Saved data entries:
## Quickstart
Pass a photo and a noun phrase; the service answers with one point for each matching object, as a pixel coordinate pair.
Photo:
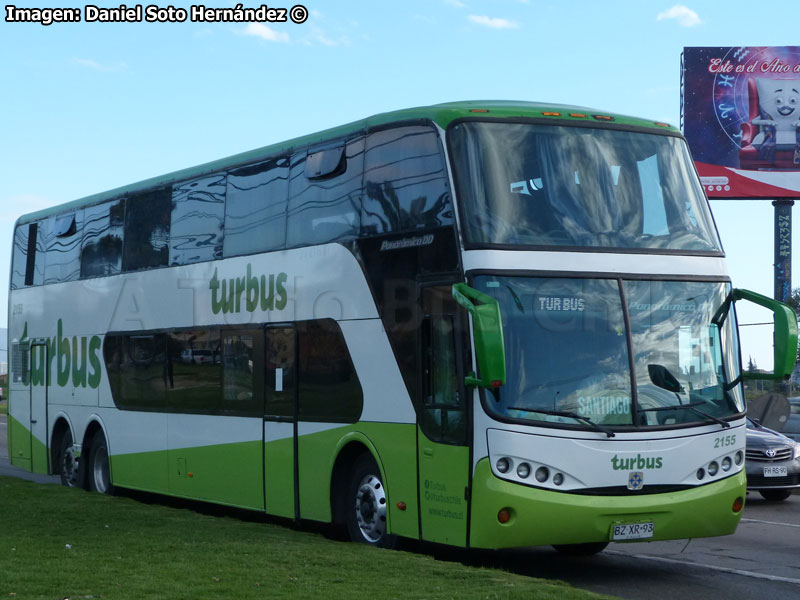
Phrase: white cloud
(265, 33)
(683, 14)
(492, 22)
(93, 64)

Exercise details: Would you set down the records above once more, exactly, with the pictures removed?

Response to the task:
## Quickstart
Pass a photo and a noun phrase; the service answers with one point for each matching object, as a pixel coordinate pair.
Photo:
Phrase: white cloud
(265, 33)
(683, 14)
(492, 22)
(93, 64)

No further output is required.